__Text for analysis__:
-----

Research methods · Foundations
The evidence ladder
Try this first
Four claims about a supplement, all "backed by science." Rank them hardest-evidence-first: a friend swears it changed their life; a result in mice; a survey linking the supplement to better health; a randomized trial in people. Which would actually move your decision?
You're deciding whether a supplement is worth it — say creatine, collagen, or some peptide a podcaster is excited about. You open the brand's page and it's a wall of citations. There's a study about receptors, a study in rats, a big survey, a glowing quote from a customer. It all says "supported by research," so it all feels roughly equal. It isn't. Two studies can both be real, peer-reviewed, and honestly reported, and still be worlds apart in what they're allowed to prove. The first question is never is there a study? It's what kind of study is it?
The one idea
Different types of evidence sit on a ladder, from anecdote at the bottom to systematic review at the top. The rung is a ceiling on what the study can prove — not a gold star it earned. A mechanism or a mouse study can be flawless and still cannot, by design, tell you what a pill does in your body. Rank the rung first; only then argue about quality.
The six rungs, bottom to top
Each step up adds something the one below it couldn't give you. Anecdote has no comparison group at all. A mechanism explains why something might work, but a plausible story is not an effect. Animal and in-vitro work let you intervene cleanly, but the subject isn't a human. Observational studies finally watch real people, but can't separate the supplement from everyone who chooses to take it. A randomized controlled trial (RCT) breaks that link by assigning the pill at random. A systematic review or meta-analysis pools many trials so one fluke can't carry the verdict.
| Rung | What it shows | Hard limit |
|---|---|---|
| 1 · Anecdote | One person felt better | No comparison; could be placebo, chance, or anything else |
| 2 · Mechanism / in-vitro | A plausible reason it could work | A story, not an effect; cells in a dish aren't a body |
| 3 · Animal | An effect in a living organism | Mice aren't humans; doses and biology differ |
| 4 · Observational | A link in real people | Can't separate the pill from who chooses to take it |
| 5 · RCT | Cause, by random assignment | One trial can still be small, short, or a fluke |
| 6 · Review / meta-analysis | The weight of many trials | Only as good as the trials it pools |
Rung first, quality second
A common mistake is to argue quality before type — "but it's a well-run mouse study." Well-run for a mouse study still tops out at rung three. Type sets the ceiling; quality just tells you how close to that ceiling a given study reaches. A sloppy RCT can be worse than a clean one, but no amount of polish lets a mechanism claim prove what a pill does in people. Place the rung, then ask whether the study did its rung well.
Work one, then finish one
Worked: "Ashwagandha raises testosterone because it acts on the right receptors." Where does this sit? The phrase because it acts on the right receptors is a mechanism claim — rung two. It describes a pathway by which the effect could happen. That's genuinely useful for deciding what's worth testing, but it proves nothing about whether real men taking real doses end up with higher testosterone. Plausible is not proven. To move up, you'd need it shown in people, ideally in a randomized trial.
Your turn: "In 12 mice, compound X extended lifespan by 20%." Which rung, and what's the catch? (Rung 3 — animal evidence, second from the bottom. It's a real effect in living creatures, so it beats a mechanism story, but the n is tiny (12), the subject is a mouse, not a human, and lifespan results in mice notoriously fail to carry over. Interesting; nowhere near a reason to buy.)

-----

__Supplied records__:
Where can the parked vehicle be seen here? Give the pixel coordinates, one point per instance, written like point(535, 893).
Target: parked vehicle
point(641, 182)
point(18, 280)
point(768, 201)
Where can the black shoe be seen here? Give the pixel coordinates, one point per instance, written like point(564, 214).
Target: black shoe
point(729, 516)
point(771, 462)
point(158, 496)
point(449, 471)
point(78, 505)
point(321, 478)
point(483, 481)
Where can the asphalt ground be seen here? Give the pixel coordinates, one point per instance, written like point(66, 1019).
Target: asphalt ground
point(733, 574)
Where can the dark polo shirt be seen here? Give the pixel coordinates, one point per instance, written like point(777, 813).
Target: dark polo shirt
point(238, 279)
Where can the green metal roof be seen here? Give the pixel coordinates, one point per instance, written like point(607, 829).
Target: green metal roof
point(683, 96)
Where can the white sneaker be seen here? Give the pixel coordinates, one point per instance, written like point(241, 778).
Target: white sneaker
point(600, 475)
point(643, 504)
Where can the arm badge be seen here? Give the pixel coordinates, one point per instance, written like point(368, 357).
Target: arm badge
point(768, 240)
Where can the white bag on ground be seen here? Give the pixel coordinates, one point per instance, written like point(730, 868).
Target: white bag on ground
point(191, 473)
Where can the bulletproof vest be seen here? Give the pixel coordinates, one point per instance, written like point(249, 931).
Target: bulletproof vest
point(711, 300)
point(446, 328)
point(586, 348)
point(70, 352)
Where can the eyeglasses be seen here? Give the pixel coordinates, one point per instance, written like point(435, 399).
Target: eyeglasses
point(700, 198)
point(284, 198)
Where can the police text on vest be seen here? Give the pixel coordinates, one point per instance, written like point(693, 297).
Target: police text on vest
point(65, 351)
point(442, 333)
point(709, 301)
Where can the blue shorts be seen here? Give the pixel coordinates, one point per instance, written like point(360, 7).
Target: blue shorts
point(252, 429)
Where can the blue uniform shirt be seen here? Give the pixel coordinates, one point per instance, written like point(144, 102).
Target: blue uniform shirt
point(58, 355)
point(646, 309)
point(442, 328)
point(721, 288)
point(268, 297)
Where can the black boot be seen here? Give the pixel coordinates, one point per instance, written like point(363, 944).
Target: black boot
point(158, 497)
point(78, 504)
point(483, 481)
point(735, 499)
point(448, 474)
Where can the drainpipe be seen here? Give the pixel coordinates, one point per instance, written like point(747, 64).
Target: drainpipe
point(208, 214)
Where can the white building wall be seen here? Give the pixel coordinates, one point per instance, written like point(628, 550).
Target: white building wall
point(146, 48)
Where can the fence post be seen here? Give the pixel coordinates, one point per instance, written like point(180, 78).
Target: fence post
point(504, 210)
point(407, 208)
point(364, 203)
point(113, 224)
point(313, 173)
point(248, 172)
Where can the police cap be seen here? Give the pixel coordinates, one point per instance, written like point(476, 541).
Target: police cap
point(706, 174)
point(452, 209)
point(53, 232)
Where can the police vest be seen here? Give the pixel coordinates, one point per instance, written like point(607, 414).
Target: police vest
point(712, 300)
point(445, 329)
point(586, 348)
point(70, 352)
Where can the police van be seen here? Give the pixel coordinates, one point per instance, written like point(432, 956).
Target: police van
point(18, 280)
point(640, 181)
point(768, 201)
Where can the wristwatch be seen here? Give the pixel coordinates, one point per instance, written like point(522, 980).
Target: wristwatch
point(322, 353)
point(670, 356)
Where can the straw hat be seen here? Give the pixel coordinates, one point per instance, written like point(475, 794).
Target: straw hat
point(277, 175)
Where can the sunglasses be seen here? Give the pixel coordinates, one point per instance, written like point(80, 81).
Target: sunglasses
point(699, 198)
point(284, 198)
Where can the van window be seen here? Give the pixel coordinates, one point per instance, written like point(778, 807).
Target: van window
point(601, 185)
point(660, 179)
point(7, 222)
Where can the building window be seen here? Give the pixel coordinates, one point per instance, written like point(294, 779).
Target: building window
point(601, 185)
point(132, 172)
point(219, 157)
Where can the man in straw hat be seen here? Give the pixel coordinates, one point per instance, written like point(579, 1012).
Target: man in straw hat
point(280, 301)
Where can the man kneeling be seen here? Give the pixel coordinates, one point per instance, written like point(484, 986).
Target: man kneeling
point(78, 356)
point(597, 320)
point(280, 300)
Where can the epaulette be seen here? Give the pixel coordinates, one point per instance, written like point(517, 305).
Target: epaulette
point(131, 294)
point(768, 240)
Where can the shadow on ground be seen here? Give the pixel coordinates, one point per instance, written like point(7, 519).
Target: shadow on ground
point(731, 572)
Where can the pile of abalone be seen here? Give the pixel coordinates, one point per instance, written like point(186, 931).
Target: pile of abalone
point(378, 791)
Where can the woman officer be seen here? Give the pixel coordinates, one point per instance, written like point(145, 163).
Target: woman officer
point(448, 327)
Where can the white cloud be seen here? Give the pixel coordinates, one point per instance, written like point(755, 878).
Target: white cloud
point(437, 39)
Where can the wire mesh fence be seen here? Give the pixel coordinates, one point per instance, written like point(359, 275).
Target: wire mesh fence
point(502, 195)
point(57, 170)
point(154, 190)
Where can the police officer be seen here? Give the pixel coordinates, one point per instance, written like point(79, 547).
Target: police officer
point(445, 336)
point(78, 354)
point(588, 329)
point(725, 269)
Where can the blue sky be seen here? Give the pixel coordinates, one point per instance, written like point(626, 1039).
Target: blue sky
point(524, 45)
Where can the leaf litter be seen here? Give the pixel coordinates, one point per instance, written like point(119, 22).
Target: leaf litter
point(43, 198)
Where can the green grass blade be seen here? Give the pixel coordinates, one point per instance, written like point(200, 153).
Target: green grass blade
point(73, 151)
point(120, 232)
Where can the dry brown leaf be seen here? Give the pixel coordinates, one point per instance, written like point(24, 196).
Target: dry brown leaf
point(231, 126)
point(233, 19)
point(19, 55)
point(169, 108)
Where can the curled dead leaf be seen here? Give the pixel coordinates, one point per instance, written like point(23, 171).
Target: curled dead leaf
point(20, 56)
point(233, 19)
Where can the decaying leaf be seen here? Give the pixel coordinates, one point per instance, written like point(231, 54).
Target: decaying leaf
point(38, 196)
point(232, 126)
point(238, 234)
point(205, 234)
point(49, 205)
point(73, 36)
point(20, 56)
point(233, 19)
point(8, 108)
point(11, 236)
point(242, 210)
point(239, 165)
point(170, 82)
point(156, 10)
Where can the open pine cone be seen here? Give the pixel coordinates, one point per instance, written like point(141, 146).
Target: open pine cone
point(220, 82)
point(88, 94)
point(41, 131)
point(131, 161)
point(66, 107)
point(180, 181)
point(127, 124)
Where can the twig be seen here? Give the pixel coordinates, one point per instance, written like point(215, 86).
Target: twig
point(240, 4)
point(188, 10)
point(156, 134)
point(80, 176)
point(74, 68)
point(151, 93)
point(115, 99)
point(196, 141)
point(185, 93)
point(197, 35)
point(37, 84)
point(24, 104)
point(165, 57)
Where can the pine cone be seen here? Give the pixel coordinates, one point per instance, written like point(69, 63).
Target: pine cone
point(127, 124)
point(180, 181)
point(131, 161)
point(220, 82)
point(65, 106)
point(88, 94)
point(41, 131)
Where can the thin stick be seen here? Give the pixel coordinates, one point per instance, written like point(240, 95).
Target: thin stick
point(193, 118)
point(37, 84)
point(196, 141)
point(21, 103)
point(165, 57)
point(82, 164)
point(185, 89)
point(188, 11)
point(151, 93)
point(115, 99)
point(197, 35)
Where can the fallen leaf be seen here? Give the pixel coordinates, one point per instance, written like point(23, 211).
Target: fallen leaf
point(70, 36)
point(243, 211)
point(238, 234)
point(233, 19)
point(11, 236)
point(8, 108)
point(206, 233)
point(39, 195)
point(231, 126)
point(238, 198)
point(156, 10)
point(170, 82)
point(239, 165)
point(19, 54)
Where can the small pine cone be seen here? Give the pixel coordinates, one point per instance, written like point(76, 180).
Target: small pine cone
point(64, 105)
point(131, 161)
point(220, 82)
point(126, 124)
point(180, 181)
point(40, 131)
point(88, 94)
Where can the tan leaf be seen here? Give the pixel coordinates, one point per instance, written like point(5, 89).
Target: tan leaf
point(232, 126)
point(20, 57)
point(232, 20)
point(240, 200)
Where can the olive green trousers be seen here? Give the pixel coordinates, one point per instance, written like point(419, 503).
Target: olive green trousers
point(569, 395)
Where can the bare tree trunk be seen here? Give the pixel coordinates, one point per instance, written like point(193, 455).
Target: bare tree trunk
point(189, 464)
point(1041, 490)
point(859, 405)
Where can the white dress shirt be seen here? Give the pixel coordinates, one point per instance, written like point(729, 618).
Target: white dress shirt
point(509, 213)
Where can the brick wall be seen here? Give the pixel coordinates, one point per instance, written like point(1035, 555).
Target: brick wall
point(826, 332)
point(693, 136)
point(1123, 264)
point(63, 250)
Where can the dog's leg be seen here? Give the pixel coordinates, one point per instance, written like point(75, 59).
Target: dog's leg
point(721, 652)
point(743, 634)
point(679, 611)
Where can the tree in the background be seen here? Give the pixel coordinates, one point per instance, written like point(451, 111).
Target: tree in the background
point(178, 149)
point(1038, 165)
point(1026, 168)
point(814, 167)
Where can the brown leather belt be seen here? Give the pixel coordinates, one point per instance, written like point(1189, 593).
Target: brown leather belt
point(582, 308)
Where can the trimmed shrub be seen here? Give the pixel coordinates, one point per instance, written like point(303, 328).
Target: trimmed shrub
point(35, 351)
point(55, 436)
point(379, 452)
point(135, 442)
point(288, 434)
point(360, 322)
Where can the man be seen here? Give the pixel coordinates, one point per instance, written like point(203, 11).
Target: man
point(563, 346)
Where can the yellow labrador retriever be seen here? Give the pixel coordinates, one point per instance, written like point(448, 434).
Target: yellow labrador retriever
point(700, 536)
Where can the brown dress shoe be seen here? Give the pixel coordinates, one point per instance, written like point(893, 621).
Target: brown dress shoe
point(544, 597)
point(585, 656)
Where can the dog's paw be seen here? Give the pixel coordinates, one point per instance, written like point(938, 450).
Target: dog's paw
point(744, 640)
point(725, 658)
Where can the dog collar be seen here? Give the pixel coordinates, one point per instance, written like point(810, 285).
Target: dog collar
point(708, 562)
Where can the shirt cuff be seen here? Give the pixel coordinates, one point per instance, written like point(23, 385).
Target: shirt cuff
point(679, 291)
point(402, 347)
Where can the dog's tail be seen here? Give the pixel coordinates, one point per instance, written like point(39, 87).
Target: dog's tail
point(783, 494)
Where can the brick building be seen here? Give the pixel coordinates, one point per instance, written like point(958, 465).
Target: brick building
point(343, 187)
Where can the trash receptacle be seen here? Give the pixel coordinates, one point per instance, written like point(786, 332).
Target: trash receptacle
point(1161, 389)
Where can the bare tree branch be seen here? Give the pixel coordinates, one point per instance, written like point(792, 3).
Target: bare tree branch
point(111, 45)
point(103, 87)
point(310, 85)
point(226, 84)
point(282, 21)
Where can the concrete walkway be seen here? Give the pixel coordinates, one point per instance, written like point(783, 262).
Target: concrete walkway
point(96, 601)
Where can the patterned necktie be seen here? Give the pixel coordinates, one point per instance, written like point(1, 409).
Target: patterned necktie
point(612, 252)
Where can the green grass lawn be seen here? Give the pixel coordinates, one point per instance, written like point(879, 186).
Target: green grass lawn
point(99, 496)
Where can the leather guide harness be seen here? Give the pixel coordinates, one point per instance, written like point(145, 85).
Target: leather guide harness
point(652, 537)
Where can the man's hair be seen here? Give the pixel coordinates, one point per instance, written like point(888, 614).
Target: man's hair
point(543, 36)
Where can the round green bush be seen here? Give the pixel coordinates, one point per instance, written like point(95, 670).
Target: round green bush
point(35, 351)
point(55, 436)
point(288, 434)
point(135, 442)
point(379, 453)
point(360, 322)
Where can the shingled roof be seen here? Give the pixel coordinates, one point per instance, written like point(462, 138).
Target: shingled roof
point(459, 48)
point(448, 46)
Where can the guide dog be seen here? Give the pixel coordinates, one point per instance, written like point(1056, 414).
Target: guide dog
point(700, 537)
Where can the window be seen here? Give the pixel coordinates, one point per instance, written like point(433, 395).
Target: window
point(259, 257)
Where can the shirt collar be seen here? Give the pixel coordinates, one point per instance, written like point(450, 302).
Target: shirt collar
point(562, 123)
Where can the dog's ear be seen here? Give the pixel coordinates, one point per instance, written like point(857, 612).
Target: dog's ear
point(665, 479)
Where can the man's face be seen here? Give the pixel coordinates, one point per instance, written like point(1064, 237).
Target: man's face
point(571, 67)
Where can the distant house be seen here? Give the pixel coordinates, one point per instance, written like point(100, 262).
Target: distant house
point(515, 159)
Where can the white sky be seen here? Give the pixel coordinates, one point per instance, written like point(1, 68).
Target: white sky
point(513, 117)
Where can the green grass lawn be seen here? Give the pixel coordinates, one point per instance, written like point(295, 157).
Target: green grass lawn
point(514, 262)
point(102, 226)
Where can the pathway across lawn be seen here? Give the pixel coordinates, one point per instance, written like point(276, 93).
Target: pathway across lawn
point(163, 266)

-----

__Action item 1__:
According to the evidence ladder text, what is the hard limit of a review or meta-analysis?
__Action item 2__:
Please transcribe the part of the evidence ladder text that opens with the words containing "The six rungs, bottom" and closes with "carry the verdict.".

__Your response 1__:
It is only as good as the trials it pools.

__Your response 2__:
The six rungs, bottom to top
Each step up adds something the one below it couldn't give you. Anecdote has no comparison group at all. A mechanism explains why something might work, but a plausible story is not an effect. Animal and in-vitro work let you intervene cleanly, but the subject isn't a human. Observational studies finally watch real people, but can't separate the supplement from everyone who chooses to take it. A randomized controlled trial (RCT) breaks that link by assigning the pill at random. A systematic review or meta-analysis pools many trials so one fluke can't carry the verdict.